— Start —

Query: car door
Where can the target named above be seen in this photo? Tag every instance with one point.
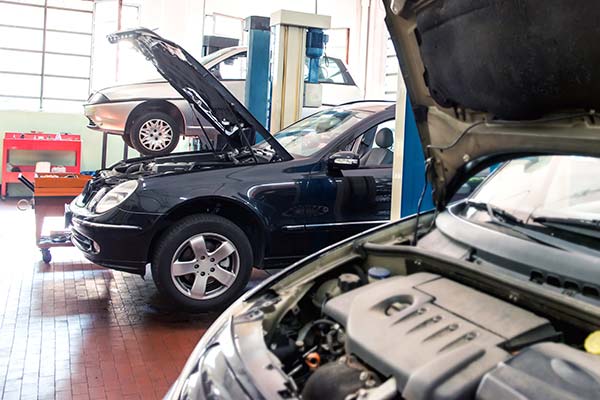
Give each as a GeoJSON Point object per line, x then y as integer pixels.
{"type": "Point", "coordinates": [347, 202]}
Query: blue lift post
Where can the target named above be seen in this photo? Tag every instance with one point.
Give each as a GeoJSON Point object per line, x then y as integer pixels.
{"type": "Point", "coordinates": [413, 175]}
{"type": "Point", "coordinates": [315, 42]}
{"type": "Point", "coordinates": [257, 76]}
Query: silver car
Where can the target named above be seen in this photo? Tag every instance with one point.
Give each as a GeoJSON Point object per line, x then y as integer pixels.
{"type": "Point", "coordinates": [151, 116]}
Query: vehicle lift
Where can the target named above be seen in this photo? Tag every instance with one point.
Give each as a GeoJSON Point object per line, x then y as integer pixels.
{"type": "Point", "coordinates": [276, 92]}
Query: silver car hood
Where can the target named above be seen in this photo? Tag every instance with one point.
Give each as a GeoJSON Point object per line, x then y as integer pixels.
{"type": "Point", "coordinates": [491, 80]}
{"type": "Point", "coordinates": [202, 90]}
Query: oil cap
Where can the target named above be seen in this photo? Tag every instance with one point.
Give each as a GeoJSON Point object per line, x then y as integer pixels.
{"type": "Point", "coordinates": [378, 273]}
{"type": "Point", "coordinates": [347, 282]}
{"type": "Point", "coordinates": [592, 343]}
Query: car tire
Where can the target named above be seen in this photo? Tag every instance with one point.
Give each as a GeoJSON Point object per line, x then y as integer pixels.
{"type": "Point", "coordinates": [185, 269]}
{"type": "Point", "coordinates": [154, 134]}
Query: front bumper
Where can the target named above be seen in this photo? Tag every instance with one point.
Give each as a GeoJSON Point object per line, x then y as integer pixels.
{"type": "Point", "coordinates": [121, 246]}
{"type": "Point", "coordinates": [109, 117]}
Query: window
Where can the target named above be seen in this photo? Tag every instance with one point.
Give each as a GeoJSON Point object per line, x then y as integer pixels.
{"type": "Point", "coordinates": [367, 142]}
{"type": "Point", "coordinates": [331, 70]}
{"type": "Point", "coordinates": [45, 53]}
{"type": "Point", "coordinates": [232, 69]}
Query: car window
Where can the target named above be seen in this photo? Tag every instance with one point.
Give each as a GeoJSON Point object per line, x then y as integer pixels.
{"type": "Point", "coordinates": [366, 142]}
{"type": "Point", "coordinates": [556, 186]}
{"type": "Point", "coordinates": [309, 135]}
{"type": "Point", "coordinates": [231, 69]}
{"type": "Point", "coordinates": [331, 70]}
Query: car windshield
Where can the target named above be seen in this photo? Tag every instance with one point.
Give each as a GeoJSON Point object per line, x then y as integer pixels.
{"type": "Point", "coordinates": [309, 135]}
{"type": "Point", "coordinates": [565, 187]}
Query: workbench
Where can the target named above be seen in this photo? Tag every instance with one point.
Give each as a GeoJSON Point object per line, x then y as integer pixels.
{"type": "Point", "coordinates": [36, 142]}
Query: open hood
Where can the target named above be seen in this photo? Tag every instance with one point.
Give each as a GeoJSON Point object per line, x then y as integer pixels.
{"type": "Point", "coordinates": [202, 90]}
{"type": "Point", "coordinates": [490, 80]}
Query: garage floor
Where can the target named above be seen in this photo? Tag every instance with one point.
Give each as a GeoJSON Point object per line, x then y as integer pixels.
{"type": "Point", "coordinates": [74, 330]}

— End —

Stated exercise
Update the material above by replacing every "photo" with "image" and leaving all other text unchanged. Omit the pictures from your version.

Exercise result
Query: car door
Where can the target named above be seen in this image? Tag every instance with one point.
Give each as a GeoJSON Point object per line, x then y as integer pixels.
{"type": "Point", "coordinates": [347, 202]}
Query: blue lift post
Where can the target named above be seen in this image? Tag every instance with one point.
Give each as a GeoJSON Point object per line, x then y as integer pixels.
{"type": "Point", "coordinates": [413, 175]}
{"type": "Point", "coordinates": [315, 42]}
{"type": "Point", "coordinates": [257, 76]}
Query: silver car
Where can the target named above be seen in this image? Tag every instance with one point.
Give each as a GeoJSON Point object per line, x then y as integer pixels.
{"type": "Point", "coordinates": [151, 116]}
Query: vehicle lift
Where can the target named above be seen in this image? Tag every instance with one point.
Give each as a GeoJSON Point object per line, x then y as integer pixels.
{"type": "Point", "coordinates": [276, 92]}
Query: silver car hood
Where can the target named above be seen in this image? Tag every instance with one point.
Give each as a GeoJSON Point object per line, x then y as integer pixels.
{"type": "Point", "coordinates": [491, 80]}
{"type": "Point", "coordinates": [202, 90]}
Query: oil cap
Where can the target named above be seen in this image? Tag every instance with one point.
Give each as a GeoJSON Point object per line, x then y as integer pixels.
{"type": "Point", "coordinates": [378, 273]}
{"type": "Point", "coordinates": [347, 282]}
{"type": "Point", "coordinates": [592, 343]}
Query: car tire
Where can the target named above be seen in this image? Tag every instance with one point.
Give each as a GeoJSON Point object per line, x then y as integer pixels.
{"type": "Point", "coordinates": [185, 269]}
{"type": "Point", "coordinates": [154, 134]}
Query: front bumper
Where can the target named above be seen in this image? Tag every instance with one point.
Give each as a GeoJSON Point object per line, x then y as integer pixels.
{"type": "Point", "coordinates": [121, 246]}
{"type": "Point", "coordinates": [109, 117]}
Query: window
Where can the target named above be seen in this image? Tag every instance with one point.
Give each as a GeoJSON Point object per line, x then y as integer pixels.
{"type": "Point", "coordinates": [367, 142]}
{"type": "Point", "coordinates": [331, 70]}
{"type": "Point", "coordinates": [45, 53]}
{"type": "Point", "coordinates": [232, 69]}
Query: car window
Where can the target named above be seen in this image? Tag every instance with one point.
Give each as a GeoJSON Point object per line, x then y as integer pixels.
{"type": "Point", "coordinates": [366, 142]}
{"type": "Point", "coordinates": [556, 186]}
{"type": "Point", "coordinates": [309, 135]}
{"type": "Point", "coordinates": [231, 69]}
{"type": "Point", "coordinates": [331, 70]}
Query: car windshield
Where can the target named above be seen in this image? Tag every instance with one point.
Give each as a GeoJSON Point object per line, x then y as integer pixels.
{"type": "Point", "coordinates": [309, 135]}
{"type": "Point", "coordinates": [565, 187]}
Query: workbench
Where can the target named above be seen in this image? Tag every instance with one point.
Give each as a GeoJSON Point object per line, x then y as integer pixels.
{"type": "Point", "coordinates": [36, 142]}
Query: open hood
Where can the target named above be seen in this image? Tag every instance with one point.
Give each as a GeoJSON Point object per line, x then y as integer pixels.
{"type": "Point", "coordinates": [202, 90]}
{"type": "Point", "coordinates": [490, 80]}
Query: garage floor
Where can the target named above be seen in this image? Tag every instance with one point.
Give each as a GeoJSON Point object per line, x then y as integer pixels.
{"type": "Point", "coordinates": [74, 330]}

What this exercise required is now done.